— EXERCISE AIM —
Report every line of the material below that contains the string "target", copying each such line in full.

--- START OF GIVEN DATA ---

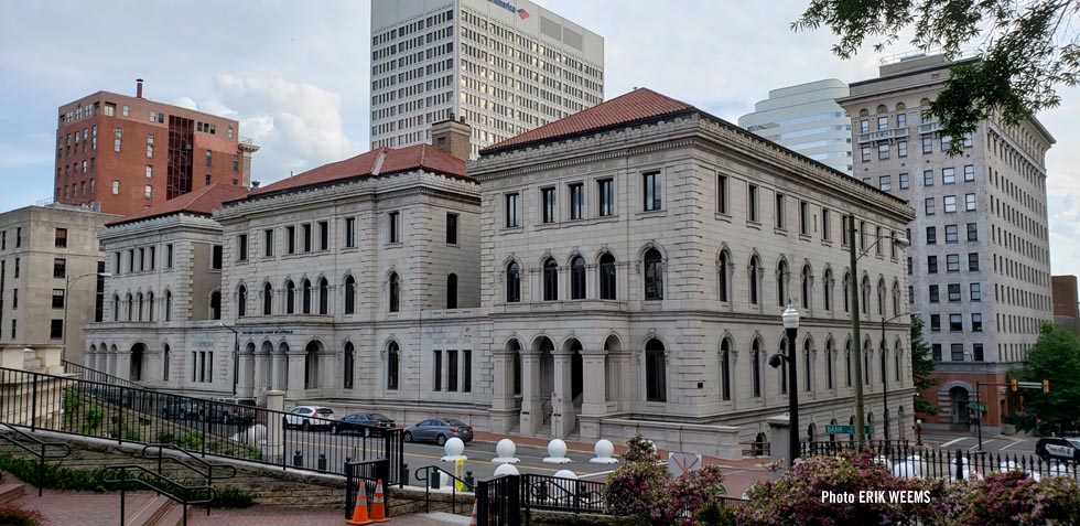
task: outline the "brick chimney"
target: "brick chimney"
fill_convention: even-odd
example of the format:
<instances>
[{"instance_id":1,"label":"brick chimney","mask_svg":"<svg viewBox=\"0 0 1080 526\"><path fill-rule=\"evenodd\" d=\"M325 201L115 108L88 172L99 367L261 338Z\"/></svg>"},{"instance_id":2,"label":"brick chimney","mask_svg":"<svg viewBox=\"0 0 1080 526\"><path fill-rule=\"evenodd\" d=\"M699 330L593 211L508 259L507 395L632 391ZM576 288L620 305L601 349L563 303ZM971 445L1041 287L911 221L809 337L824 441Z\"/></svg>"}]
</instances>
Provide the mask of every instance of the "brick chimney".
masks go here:
<instances>
[{"instance_id":1,"label":"brick chimney","mask_svg":"<svg viewBox=\"0 0 1080 526\"><path fill-rule=\"evenodd\" d=\"M431 143L435 148L467 161L473 153L473 128L465 124L465 117L450 118L431 125Z\"/></svg>"}]
</instances>

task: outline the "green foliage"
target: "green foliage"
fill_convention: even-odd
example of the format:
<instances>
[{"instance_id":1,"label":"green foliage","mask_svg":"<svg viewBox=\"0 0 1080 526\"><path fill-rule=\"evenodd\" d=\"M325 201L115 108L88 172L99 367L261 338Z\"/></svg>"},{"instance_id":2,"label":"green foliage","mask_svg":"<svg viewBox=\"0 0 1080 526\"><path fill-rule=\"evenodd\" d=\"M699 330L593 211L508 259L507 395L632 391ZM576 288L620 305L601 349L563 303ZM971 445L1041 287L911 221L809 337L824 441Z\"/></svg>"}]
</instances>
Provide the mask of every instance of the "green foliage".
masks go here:
<instances>
[{"instance_id":1,"label":"green foliage","mask_svg":"<svg viewBox=\"0 0 1080 526\"><path fill-rule=\"evenodd\" d=\"M921 390L929 389L938 383L933 378L933 356L930 346L922 340L922 319L911 316L911 379L915 388ZM938 406L930 400L918 396L915 397L915 412L922 415L937 415Z\"/></svg>"},{"instance_id":2,"label":"green foliage","mask_svg":"<svg viewBox=\"0 0 1080 526\"><path fill-rule=\"evenodd\" d=\"M1016 373L1025 382L1050 380L1050 393L1026 390L1024 405L1044 421L1080 420L1080 342L1052 323L1044 323L1039 340L1027 352L1027 368Z\"/></svg>"},{"instance_id":3,"label":"green foliage","mask_svg":"<svg viewBox=\"0 0 1080 526\"><path fill-rule=\"evenodd\" d=\"M1080 29L1072 23L1078 9L1074 0L811 0L791 28L832 30L840 39L832 52L845 60L867 37L882 53L908 29L915 31L910 45L924 52L940 49L949 60L983 39L980 60L953 67L930 108L941 133L952 137L951 152L960 153L963 136L980 121L1000 116L1017 124L1058 106L1056 86L1080 82Z\"/></svg>"}]
</instances>

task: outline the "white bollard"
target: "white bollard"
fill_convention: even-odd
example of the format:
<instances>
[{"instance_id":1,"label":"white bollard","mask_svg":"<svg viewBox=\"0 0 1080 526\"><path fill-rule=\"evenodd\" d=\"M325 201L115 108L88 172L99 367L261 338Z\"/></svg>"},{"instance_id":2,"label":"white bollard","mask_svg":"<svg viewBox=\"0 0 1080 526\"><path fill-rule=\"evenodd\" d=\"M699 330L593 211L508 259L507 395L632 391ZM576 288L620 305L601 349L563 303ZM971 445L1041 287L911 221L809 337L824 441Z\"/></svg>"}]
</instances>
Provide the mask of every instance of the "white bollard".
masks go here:
<instances>
[{"instance_id":1,"label":"white bollard","mask_svg":"<svg viewBox=\"0 0 1080 526\"><path fill-rule=\"evenodd\" d=\"M612 457L615 453L615 446L611 440L600 439L596 441L596 446L593 447L593 452L596 453L595 458L588 459L590 462L594 464L617 464L618 459Z\"/></svg>"},{"instance_id":2,"label":"white bollard","mask_svg":"<svg viewBox=\"0 0 1080 526\"><path fill-rule=\"evenodd\" d=\"M521 459L514 457L514 453L518 450L518 447L514 444L510 439L499 440L499 443L495 446L495 452L498 457L492 459L492 462L496 464L517 464L521 462Z\"/></svg>"},{"instance_id":3,"label":"white bollard","mask_svg":"<svg viewBox=\"0 0 1080 526\"><path fill-rule=\"evenodd\" d=\"M549 464L569 464L573 462L566 458L566 442L560 439L551 439L548 442L548 458L543 462Z\"/></svg>"}]
</instances>

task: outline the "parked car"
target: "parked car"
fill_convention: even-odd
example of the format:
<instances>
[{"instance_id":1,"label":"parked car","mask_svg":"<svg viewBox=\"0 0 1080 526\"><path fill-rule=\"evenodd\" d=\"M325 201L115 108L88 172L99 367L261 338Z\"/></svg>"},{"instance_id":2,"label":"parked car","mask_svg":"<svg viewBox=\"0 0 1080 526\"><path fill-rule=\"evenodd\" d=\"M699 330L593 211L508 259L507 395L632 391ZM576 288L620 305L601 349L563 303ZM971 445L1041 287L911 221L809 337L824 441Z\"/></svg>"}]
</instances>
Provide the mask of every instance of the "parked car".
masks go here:
<instances>
[{"instance_id":1,"label":"parked car","mask_svg":"<svg viewBox=\"0 0 1080 526\"><path fill-rule=\"evenodd\" d=\"M255 423L253 398L214 398L207 404L207 418L212 422L250 426Z\"/></svg>"},{"instance_id":2,"label":"parked car","mask_svg":"<svg viewBox=\"0 0 1080 526\"><path fill-rule=\"evenodd\" d=\"M473 428L456 418L432 418L406 428L403 438L406 442L433 441L439 446L452 438L460 438L468 443L473 440Z\"/></svg>"},{"instance_id":3,"label":"parked car","mask_svg":"<svg viewBox=\"0 0 1080 526\"><path fill-rule=\"evenodd\" d=\"M1052 437L1039 439L1035 443L1035 454L1043 462L1052 460L1065 460L1080 462L1080 439Z\"/></svg>"},{"instance_id":4,"label":"parked car","mask_svg":"<svg viewBox=\"0 0 1080 526\"><path fill-rule=\"evenodd\" d=\"M354 412L342 417L330 429L334 433L355 432L369 437L372 430L393 429L393 420L381 412Z\"/></svg>"},{"instance_id":5,"label":"parked car","mask_svg":"<svg viewBox=\"0 0 1080 526\"><path fill-rule=\"evenodd\" d=\"M314 428L330 429L337 417L334 416L334 410L328 407L300 406L289 411L284 416L284 420L287 428L301 428L307 431Z\"/></svg>"}]
</instances>

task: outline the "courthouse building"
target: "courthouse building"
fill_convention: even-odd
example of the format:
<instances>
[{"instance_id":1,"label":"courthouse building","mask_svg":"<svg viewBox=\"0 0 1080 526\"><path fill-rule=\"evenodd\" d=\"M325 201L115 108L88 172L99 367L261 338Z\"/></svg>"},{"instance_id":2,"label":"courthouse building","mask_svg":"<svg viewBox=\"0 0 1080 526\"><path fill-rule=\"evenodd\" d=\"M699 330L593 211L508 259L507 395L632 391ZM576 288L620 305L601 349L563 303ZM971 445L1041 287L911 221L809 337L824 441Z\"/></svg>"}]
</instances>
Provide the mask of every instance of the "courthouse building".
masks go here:
<instances>
[{"instance_id":1,"label":"courthouse building","mask_svg":"<svg viewBox=\"0 0 1080 526\"><path fill-rule=\"evenodd\" d=\"M640 431L735 458L786 410L785 372L767 362L787 352L790 303L802 313L800 429L840 438L823 429L853 418L850 283L862 285L864 320L906 312L905 202L644 88L485 148L467 168L467 126L431 135L442 150L377 148L199 216L218 228L220 285L191 275L203 291L191 304L209 320L179 325L185 344L170 359L184 374L154 385L283 389L495 432ZM147 243L155 235L143 228ZM849 243L863 255L854 277ZM107 294L132 287L109 280ZM119 329L97 332L89 355L131 359L143 341ZM158 369L152 334L142 359ZM906 318L881 341L863 343L867 419L882 421L887 378L903 432Z\"/></svg>"}]
</instances>

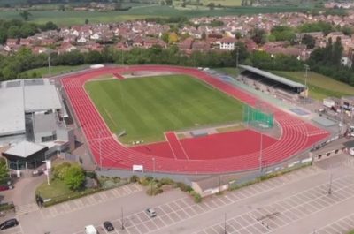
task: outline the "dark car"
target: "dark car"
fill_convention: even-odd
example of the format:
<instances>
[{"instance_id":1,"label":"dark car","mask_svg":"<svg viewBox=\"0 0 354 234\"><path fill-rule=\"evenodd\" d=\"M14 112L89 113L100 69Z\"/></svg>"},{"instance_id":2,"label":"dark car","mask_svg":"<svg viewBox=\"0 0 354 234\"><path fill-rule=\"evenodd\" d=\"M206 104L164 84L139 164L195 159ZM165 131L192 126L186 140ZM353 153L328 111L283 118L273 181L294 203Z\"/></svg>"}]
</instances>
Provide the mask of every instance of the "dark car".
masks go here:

--- END OF GIVEN DATA ---

— COMPLETED TASK —
target: "brick chimney"
target: "green foliage"
target: "white bollard"
target: "parked car"
target: "courthouse building"
target: "dark car"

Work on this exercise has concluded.